Por Chico Araújo
Brasília, a senhora de 65 anos,
completados em 21 de abril de 2025, carrega nas costas o peso de um estigma tão
velho quanto suas cúpulas desenhadas por Niemeyer. “Brasília só tem ladrão,
corruptos…”, “Brasília tem que ser destruída…” — frases que ecoam como um
refrão mal ensaiado, repetidas por bocas que desconhecem a história, a
antropologia e a alma dessa cidade. É um discurso perfunctório, encharcado de
preconceito, no sentido mais pejorativo da palavra: um ranço que ignora a
complexidade de um lugar que, mais do que concreto e corrupção, é feito de
gente. E que gente! Gente de todos os cantos do Brasil e do mundo, que fizeram
do Distrito Federal um caldeirão cultural, um mosaico de histórias, sonhos e,
sim, contradições.

Conjunto de registros:
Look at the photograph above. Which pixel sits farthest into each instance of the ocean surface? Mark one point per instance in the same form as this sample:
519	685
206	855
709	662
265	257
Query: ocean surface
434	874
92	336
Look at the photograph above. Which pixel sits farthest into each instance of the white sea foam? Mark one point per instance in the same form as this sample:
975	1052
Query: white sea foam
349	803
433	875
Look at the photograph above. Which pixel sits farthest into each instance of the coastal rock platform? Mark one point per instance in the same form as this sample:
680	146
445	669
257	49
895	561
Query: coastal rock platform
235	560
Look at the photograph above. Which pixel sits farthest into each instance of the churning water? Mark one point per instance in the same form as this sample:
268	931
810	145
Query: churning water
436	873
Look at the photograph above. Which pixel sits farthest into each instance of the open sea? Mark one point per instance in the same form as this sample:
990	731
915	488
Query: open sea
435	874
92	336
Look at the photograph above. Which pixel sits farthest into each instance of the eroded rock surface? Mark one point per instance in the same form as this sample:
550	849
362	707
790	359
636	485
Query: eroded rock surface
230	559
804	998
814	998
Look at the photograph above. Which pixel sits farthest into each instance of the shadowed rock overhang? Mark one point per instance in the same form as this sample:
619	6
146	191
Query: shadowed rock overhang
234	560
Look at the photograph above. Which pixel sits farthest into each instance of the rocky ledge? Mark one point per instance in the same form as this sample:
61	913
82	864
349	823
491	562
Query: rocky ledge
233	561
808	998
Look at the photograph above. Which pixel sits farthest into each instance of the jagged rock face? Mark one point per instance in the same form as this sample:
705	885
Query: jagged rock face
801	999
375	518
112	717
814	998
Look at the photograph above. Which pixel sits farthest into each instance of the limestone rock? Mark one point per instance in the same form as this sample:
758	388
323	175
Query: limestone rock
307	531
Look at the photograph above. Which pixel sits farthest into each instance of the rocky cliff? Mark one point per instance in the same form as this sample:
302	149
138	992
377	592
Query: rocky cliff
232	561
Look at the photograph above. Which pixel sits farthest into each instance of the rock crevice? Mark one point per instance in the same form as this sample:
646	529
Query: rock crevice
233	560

O que se pede:
(a) Segundo o texto sobre Brasília, em que data a cidade completou 65 anos?
(b) Prossiga o texto sobre o estigma de Brasília a partir da última frase apresentada.
Não é preciso consultar os registros.

Respostas do exercício:
(a) Em 21 de abril de 2025.

(b)
Vamos começar desmontando o preconceito
com um pouco de filosofia. Como já dizia o velho Sócrates, segundo Platão, “Não
é difícil evitar a morte; o difícil é evitar a maldade, pois ela corre mais
rápido que a morte.” Brasília, como qualquer ajuntamento humano, não está imune
à maldade — corrupção incluída. Mas rotulá-la como a Meca dos corruptos é uma
preguiça intelectual que desonra a verdade. A cidade, com seus 2.982.658
habitantes (segundo a Pesquisa Distrital por Amostra de Domicílios Ampliada de
2024), é um microcosmo do Brasil. Aqui, nordestinos — com destaque para Bahia,
Maranhão, Piauí, Pernambuco e Ceará, que formam a maioria dos migrantes desde a
construção da capital — se misturam a goianos, mineiros, paulistas, acrianos
(como eu, que vim do Acre há três décadas) e até estrangeiros. Somos 44,64% de imigrantes,
sendo 22,3% do Nordeste. Brasília não é uma ilha de vilões, mas um espelho da
nação.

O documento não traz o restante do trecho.